- **Written exercise**
Please count the lines in the items below that contain the string "dark", and reply with that number only.
* Start *
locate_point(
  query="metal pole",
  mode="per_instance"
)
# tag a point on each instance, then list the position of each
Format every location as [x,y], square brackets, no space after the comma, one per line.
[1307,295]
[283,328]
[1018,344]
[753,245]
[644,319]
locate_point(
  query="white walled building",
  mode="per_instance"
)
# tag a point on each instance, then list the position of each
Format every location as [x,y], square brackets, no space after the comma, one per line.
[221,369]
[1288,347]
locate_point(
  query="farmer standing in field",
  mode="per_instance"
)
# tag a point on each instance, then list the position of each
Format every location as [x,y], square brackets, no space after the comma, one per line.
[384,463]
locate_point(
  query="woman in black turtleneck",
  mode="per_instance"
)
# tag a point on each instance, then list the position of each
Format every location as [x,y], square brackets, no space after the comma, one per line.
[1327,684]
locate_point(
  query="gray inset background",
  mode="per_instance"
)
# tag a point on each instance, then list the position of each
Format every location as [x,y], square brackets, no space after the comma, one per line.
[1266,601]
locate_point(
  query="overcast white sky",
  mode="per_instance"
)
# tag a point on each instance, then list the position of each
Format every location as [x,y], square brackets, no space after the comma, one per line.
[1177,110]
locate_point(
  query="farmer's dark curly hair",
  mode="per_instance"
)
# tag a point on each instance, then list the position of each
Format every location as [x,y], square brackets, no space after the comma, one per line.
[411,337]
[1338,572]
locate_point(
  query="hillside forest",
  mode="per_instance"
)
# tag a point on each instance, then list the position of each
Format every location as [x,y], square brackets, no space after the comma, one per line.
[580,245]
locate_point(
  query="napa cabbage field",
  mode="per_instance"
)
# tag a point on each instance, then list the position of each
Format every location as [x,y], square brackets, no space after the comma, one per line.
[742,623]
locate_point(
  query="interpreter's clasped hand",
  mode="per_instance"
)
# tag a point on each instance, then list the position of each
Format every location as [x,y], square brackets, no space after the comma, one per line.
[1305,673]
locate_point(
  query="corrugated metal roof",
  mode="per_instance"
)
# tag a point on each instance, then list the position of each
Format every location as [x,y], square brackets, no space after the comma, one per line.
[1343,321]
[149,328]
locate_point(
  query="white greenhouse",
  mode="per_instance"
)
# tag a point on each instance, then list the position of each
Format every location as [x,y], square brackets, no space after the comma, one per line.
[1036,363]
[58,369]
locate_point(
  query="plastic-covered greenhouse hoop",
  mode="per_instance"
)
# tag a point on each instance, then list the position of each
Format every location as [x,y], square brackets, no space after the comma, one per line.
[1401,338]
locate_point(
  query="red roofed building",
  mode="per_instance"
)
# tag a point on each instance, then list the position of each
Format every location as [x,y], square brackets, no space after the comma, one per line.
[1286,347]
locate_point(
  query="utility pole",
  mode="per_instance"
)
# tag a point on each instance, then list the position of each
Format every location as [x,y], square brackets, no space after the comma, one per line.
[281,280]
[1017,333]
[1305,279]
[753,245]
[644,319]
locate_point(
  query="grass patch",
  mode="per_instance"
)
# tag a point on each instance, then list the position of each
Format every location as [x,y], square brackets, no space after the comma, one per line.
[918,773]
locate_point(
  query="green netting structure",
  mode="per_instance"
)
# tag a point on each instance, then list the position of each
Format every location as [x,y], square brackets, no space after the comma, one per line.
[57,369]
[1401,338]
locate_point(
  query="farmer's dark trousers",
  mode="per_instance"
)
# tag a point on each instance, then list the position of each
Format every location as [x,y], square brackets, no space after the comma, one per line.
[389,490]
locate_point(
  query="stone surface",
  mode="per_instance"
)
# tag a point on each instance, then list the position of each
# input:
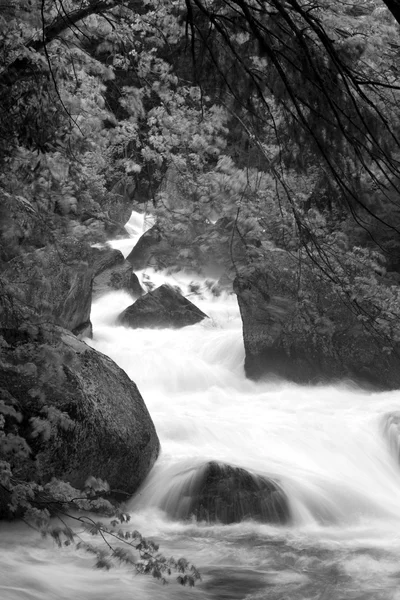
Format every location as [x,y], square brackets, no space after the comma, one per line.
[54,284]
[218,492]
[112,435]
[309,339]
[162,307]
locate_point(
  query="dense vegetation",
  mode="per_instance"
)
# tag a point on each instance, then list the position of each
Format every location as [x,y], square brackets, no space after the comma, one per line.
[244,126]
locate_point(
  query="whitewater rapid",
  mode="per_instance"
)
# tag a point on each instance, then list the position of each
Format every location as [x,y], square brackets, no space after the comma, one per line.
[325,445]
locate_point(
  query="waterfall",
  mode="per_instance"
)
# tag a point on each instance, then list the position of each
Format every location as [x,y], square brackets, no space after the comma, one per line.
[332,450]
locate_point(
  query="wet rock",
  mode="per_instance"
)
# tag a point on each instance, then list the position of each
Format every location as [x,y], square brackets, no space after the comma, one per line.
[218,492]
[162,307]
[81,414]
[308,338]
[54,284]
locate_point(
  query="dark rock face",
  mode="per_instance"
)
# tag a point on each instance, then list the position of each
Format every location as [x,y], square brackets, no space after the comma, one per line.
[110,433]
[54,284]
[324,343]
[218,492]
[163,307]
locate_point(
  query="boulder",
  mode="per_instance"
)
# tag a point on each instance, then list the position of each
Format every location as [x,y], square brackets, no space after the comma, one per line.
[218,492]
[309,335]
[81,414]
[162,307]
[54,284]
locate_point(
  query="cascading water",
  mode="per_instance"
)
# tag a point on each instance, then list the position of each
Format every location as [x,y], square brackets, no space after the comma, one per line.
[327,447]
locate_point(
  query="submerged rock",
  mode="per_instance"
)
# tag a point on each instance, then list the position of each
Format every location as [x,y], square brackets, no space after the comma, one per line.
[162,307]
[218,492]
[81,414]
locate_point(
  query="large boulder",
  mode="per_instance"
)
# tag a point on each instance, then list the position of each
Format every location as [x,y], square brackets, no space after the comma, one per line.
[310,334]
[163,307]
[218,492]
[53,284]
[81,414]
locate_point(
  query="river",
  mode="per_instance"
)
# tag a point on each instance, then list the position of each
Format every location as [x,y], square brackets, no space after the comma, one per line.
[325,446]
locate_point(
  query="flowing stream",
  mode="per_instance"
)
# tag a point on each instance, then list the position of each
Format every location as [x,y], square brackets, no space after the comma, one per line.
[325,445]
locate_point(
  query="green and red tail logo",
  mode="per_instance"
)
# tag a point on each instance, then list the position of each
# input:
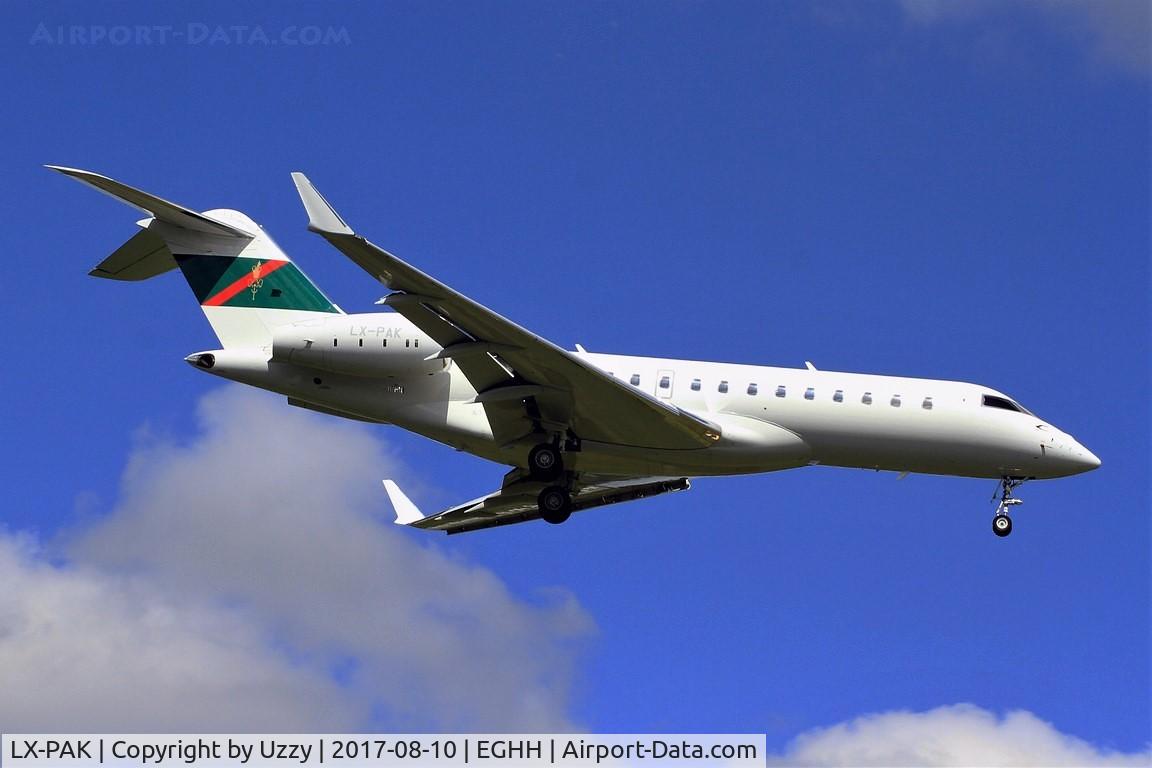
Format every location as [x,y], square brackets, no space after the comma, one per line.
[256,283]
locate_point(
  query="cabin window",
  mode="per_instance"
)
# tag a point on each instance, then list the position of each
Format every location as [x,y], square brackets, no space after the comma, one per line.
[993,401]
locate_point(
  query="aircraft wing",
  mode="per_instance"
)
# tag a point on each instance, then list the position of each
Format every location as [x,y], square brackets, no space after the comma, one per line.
[515,502]
[524,381]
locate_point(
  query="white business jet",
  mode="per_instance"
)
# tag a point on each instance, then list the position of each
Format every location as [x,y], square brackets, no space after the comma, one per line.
[580,430]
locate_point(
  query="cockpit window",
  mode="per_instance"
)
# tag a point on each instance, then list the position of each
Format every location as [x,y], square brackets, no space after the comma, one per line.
[995,401]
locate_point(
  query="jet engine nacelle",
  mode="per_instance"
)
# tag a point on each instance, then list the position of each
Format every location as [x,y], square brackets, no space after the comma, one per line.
[343,346]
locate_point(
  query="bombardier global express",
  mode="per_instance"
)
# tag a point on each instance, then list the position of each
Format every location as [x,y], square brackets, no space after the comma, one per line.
[578,430]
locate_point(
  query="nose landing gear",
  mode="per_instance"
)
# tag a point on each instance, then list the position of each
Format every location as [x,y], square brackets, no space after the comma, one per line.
[1001,524]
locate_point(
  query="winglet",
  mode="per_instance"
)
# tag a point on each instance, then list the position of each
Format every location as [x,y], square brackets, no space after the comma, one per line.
[321,217]
[407,512]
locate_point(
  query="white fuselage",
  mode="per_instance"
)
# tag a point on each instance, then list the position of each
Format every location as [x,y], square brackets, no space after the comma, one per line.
[376,367]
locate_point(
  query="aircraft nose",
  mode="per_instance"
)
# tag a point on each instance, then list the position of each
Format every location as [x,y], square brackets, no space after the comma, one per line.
[1086,459]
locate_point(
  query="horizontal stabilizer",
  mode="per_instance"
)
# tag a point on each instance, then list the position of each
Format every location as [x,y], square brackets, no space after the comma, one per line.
[159,208]
[321,217]
[145,255]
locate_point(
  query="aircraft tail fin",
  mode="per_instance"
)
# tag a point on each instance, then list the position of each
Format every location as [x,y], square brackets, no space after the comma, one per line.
[244,283]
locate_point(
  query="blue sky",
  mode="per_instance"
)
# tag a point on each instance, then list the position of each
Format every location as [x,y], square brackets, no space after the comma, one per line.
[919,189]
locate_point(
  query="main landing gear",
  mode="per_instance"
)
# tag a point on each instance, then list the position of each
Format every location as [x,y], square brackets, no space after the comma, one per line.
[545,464]
[1001,524]
[555,504]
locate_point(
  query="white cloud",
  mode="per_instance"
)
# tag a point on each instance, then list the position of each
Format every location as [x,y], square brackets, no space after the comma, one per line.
[960,735]
[265,546]
[84,651]
[1116,32]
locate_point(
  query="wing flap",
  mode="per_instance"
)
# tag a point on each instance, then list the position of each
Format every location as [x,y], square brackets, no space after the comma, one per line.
[605,410]
[516,502]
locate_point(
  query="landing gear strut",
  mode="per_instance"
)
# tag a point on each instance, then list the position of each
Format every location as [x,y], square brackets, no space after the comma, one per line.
[1001,524]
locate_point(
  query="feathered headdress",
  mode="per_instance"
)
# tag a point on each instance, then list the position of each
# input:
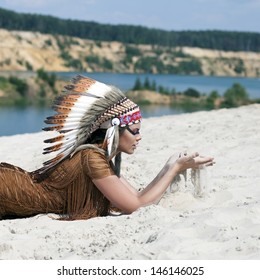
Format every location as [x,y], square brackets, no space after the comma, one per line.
[85,106]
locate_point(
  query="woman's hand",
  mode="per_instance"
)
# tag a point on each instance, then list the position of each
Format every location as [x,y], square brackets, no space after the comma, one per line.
[191,161]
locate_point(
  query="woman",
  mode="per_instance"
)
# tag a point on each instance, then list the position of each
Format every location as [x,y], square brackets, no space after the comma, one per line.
[94,124]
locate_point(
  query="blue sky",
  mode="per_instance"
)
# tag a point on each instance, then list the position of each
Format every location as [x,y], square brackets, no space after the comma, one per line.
[231,15]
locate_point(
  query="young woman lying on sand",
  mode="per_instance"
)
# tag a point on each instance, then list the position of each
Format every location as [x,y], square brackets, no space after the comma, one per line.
[94,124]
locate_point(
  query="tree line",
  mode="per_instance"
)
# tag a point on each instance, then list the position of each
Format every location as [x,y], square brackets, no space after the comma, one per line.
[212,39]
[234,96]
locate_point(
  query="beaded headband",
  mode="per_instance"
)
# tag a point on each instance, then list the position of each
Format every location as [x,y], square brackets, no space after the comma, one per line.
[85,106]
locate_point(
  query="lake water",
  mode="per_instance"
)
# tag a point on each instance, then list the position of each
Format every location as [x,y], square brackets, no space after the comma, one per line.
[28,120]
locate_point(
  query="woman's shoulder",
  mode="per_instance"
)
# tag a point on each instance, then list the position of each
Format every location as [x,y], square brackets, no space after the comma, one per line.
[93,152]
[96,163]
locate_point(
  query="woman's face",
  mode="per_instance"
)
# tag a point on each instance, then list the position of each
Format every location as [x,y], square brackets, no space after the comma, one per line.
[129,139]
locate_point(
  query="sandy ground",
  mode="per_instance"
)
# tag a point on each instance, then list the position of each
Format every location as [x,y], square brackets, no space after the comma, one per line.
[222,221]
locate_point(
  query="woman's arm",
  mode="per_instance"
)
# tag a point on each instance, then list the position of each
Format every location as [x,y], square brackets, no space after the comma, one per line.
[125,198]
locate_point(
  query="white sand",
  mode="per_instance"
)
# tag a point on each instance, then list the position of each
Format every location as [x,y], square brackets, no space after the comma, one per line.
[223,223]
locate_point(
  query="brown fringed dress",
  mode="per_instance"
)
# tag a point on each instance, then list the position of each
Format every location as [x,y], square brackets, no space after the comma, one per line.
[67,189]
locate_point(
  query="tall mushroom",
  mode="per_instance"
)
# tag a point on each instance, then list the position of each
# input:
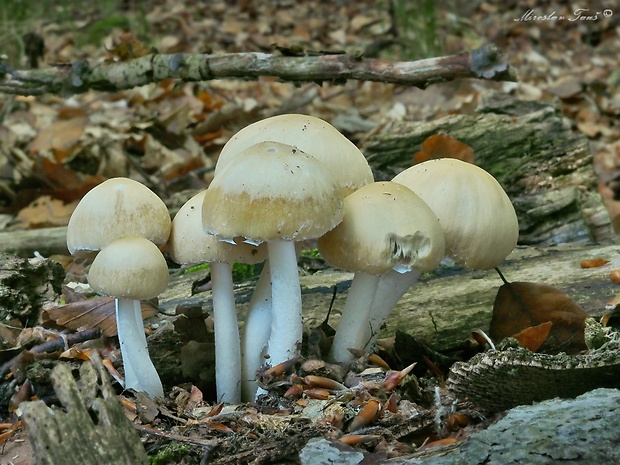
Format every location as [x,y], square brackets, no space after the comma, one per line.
[189,244]
[310,134]
[385,225]
[275,193]
[478,219]
[131,269]
[324,142]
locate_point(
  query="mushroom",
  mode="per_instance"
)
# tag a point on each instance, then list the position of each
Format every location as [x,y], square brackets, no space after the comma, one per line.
[385,225]
[325,143]
[117,208]
[275,193]
[131,269]
[479,222]
[312,135]
[189,244]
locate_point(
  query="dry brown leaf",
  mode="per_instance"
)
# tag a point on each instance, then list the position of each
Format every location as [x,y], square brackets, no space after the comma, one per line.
[443,146]
[532,338]
[59,137]
[45,212]
[91,313]
[520,305]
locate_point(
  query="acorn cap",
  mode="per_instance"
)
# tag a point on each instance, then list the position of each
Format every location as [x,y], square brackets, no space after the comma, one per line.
[129,268]
[311,135]
[189,244]
[478,219]
[272,191]
[117,208]
[385,225]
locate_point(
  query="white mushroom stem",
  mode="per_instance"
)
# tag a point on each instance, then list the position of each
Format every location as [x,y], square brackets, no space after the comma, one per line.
[392,286]
[255,336]
[353,326]
[140,373]
[226,329]
[286,324]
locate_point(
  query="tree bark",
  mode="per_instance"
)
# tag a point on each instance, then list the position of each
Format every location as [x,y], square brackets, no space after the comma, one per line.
[483,63]
[73,437]
[545,167]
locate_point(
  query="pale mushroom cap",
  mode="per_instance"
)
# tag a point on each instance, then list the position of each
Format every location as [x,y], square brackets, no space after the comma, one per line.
[272,191]
[117,208]
[189,244]
[311,135]
[129,268]
[478,219]
[385,224]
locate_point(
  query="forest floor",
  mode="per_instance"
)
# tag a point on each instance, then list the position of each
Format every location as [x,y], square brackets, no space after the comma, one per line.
[53,148]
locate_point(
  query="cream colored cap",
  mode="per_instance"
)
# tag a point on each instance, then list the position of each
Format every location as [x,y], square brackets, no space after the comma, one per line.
[272,191]
[478,219]
[311,135]
[129,268]
[116,208]
[384,225]
[189,244]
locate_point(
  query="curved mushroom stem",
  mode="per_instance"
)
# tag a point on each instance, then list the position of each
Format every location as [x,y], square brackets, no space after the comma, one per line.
[226,330]
[392,286]
[140,373]
[255,335]
[286,324]
[353,326]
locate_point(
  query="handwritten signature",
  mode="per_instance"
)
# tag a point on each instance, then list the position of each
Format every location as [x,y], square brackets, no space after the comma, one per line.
[580,14]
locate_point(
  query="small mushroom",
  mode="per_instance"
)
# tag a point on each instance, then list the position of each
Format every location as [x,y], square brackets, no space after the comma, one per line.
[117,208]
[385,225]
[479,222]
[189,244]
[131,269]
[275,193]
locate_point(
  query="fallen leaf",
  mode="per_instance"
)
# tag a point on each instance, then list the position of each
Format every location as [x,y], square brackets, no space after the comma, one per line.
[59,137]
[443,146]
[520,305]
[532,338]
[45,212]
* End *
- **Solution for this problem**
3